- **What to produce**: Count the lines in the data below that contain the word "knob", and reply with the number alone.

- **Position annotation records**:
* BEGIN *

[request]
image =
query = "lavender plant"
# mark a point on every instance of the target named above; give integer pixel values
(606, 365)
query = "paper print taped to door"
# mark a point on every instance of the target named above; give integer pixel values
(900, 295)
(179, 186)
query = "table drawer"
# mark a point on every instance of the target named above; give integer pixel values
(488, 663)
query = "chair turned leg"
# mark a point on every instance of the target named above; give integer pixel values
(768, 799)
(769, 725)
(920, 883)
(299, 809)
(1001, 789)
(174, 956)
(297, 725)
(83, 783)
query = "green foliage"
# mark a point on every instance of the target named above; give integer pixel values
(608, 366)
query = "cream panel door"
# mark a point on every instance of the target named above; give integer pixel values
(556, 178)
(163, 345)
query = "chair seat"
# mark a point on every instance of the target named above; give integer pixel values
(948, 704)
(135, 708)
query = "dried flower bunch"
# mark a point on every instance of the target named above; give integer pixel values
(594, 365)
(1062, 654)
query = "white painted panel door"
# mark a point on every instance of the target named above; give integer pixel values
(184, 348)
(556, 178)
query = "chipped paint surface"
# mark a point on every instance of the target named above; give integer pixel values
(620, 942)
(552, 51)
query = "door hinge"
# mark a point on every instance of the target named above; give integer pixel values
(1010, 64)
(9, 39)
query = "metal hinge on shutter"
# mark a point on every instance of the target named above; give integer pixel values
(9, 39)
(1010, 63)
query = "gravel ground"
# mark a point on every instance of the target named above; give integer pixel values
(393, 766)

* END *
* BEGIN *

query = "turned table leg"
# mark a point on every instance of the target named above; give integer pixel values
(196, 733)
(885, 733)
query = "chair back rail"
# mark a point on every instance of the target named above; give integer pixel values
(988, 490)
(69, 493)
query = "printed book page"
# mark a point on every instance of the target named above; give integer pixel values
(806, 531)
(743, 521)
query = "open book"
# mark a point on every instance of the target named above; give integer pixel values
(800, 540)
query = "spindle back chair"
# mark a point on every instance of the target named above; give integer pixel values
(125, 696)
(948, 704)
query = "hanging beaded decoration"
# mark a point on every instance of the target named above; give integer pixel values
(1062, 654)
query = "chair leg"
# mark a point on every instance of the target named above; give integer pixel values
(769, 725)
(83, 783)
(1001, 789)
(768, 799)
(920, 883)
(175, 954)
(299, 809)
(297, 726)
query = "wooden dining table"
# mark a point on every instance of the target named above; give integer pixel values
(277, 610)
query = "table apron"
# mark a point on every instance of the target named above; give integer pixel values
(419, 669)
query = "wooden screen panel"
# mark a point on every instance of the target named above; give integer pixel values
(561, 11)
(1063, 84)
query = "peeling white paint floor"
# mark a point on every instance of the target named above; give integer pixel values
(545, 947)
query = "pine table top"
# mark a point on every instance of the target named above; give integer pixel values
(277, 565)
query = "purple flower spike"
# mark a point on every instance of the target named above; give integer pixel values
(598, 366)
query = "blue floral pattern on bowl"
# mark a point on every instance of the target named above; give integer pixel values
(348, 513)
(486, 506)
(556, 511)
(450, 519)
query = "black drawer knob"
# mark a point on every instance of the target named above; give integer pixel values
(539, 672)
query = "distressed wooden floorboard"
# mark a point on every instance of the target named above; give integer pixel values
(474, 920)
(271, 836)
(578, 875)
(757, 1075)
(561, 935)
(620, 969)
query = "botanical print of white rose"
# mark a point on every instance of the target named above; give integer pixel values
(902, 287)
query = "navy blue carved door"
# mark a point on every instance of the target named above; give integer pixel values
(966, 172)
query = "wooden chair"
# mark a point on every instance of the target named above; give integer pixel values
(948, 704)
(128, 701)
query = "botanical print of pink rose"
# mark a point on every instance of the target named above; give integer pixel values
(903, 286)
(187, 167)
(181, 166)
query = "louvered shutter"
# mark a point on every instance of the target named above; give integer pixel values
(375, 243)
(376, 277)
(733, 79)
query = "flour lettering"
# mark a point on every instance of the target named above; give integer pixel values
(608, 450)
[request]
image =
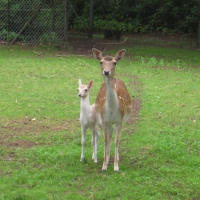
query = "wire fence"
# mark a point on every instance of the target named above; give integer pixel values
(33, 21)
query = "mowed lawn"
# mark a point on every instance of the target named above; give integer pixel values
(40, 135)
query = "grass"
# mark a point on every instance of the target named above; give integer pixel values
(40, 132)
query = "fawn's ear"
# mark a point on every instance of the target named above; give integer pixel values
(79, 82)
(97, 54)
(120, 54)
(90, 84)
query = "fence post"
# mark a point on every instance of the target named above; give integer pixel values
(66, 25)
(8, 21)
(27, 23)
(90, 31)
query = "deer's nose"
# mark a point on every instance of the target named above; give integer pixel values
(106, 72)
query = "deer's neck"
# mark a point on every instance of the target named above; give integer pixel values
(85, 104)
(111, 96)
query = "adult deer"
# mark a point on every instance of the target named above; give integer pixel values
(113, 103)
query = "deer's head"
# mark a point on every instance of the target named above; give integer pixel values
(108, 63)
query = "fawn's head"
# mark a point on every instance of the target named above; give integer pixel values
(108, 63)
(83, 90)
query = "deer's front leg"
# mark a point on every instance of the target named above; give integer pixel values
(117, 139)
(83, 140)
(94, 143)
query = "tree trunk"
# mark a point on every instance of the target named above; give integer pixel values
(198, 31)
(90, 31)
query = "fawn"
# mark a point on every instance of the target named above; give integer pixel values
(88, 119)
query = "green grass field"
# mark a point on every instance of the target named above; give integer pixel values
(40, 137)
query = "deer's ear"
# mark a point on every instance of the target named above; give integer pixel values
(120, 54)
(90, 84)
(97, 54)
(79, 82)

* END *
* BEGIN *

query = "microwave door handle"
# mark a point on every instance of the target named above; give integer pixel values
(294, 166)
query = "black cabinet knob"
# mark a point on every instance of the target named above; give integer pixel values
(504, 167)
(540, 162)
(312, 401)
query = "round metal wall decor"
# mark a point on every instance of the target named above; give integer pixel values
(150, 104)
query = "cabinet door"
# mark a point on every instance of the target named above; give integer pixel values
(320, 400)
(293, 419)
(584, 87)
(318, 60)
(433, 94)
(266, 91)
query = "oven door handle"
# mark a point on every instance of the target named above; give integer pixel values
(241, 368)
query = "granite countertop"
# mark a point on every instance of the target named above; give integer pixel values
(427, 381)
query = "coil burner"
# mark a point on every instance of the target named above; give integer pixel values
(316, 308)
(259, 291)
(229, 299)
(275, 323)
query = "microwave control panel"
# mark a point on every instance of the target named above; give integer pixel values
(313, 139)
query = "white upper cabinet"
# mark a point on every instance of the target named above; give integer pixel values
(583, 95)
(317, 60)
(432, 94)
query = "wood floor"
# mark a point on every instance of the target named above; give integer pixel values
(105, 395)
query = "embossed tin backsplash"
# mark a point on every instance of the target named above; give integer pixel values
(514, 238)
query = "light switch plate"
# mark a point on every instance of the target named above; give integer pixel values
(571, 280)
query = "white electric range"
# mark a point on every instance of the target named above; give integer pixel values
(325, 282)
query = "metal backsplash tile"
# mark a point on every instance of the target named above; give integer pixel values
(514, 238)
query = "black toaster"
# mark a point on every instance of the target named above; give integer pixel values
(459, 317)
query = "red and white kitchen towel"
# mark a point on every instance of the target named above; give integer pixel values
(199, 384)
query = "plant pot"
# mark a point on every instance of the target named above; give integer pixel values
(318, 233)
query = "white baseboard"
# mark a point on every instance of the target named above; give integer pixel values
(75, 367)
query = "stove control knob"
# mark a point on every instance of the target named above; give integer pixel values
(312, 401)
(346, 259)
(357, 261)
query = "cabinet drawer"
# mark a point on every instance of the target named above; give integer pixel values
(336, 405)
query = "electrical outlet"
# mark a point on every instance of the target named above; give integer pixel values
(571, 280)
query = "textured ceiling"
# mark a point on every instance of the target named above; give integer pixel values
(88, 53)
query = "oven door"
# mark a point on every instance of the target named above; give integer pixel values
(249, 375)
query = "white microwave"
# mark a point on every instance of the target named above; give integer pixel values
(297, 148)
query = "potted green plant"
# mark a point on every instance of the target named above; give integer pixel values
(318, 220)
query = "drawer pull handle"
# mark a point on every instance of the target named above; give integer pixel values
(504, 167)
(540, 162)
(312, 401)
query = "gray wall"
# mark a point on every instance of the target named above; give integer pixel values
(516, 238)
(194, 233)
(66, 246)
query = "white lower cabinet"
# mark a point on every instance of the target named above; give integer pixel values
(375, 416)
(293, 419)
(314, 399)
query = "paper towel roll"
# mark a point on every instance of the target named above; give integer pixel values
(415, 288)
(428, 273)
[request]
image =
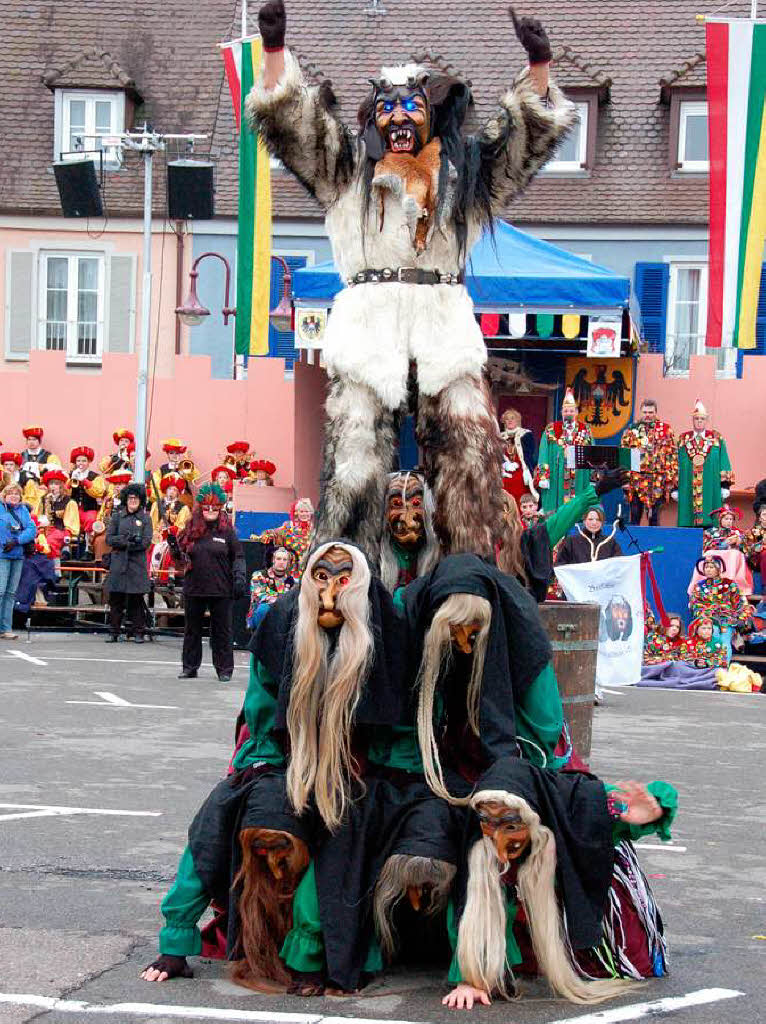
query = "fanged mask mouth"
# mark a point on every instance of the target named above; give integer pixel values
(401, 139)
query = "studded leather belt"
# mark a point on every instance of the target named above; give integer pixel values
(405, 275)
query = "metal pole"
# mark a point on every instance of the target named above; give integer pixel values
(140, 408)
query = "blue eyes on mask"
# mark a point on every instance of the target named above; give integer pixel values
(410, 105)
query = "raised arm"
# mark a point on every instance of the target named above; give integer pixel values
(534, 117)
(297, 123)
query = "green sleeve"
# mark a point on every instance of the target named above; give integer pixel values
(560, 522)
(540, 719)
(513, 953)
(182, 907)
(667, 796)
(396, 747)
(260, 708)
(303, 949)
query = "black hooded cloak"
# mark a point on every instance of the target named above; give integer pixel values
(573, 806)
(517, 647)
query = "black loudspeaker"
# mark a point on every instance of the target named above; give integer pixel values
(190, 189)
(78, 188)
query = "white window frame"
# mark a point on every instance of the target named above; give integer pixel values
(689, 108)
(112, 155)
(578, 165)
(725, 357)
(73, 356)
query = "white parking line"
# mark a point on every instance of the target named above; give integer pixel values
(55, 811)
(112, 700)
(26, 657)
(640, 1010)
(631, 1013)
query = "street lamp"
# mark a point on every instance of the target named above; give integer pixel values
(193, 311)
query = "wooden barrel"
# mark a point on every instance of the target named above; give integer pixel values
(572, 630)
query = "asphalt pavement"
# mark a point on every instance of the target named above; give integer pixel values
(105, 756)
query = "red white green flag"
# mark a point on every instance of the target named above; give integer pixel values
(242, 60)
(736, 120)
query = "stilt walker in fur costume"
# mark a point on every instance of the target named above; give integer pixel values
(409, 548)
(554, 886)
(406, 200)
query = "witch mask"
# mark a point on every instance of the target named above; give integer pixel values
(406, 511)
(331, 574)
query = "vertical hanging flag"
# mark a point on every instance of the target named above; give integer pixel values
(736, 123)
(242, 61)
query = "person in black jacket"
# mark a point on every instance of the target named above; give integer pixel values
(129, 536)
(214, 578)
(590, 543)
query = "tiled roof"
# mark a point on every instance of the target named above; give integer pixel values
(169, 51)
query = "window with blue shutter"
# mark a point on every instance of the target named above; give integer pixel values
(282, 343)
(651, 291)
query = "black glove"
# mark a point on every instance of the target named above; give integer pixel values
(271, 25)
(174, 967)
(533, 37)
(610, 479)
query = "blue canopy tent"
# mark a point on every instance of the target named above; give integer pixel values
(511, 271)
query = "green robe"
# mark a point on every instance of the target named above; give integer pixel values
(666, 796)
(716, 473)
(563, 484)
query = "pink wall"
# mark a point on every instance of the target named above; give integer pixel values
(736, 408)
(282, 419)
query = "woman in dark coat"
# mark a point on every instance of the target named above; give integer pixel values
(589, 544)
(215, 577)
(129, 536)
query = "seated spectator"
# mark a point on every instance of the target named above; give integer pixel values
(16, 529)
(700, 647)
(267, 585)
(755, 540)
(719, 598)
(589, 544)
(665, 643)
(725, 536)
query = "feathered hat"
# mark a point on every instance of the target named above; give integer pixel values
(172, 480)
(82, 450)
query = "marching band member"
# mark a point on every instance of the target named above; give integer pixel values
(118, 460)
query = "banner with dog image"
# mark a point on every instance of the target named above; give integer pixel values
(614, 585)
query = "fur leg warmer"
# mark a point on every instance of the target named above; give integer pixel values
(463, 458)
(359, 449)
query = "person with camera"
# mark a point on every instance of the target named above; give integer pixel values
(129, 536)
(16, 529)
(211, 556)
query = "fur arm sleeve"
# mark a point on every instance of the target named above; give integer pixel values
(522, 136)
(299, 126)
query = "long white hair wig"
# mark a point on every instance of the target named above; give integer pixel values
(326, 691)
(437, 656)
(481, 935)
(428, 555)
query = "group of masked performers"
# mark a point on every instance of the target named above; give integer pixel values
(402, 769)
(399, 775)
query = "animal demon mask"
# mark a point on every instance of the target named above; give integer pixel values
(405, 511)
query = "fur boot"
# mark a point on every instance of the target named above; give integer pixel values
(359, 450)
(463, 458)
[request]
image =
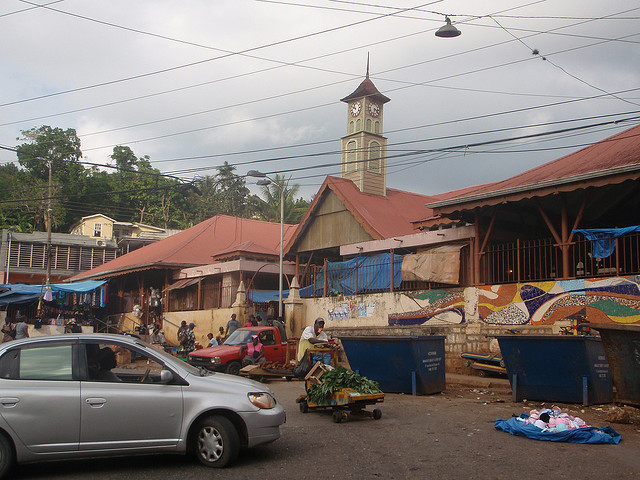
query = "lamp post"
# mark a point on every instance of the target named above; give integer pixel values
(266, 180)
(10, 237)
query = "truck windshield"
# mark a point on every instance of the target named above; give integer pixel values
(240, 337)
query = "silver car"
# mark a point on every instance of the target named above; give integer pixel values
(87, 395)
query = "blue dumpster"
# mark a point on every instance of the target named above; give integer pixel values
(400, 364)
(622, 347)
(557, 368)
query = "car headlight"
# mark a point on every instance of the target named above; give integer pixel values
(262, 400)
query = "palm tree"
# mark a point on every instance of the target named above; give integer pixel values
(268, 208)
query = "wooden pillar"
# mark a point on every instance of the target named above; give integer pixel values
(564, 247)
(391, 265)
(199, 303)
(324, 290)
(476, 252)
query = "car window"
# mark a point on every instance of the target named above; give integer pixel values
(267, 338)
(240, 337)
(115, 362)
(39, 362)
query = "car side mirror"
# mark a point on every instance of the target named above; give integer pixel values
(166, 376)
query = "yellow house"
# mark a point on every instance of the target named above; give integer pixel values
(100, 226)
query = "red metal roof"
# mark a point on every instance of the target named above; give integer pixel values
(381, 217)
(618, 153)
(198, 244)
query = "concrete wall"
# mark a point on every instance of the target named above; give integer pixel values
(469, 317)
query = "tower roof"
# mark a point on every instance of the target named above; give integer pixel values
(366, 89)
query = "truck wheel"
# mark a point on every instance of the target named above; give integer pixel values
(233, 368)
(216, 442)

* END *

- **Output for this exercise**: 3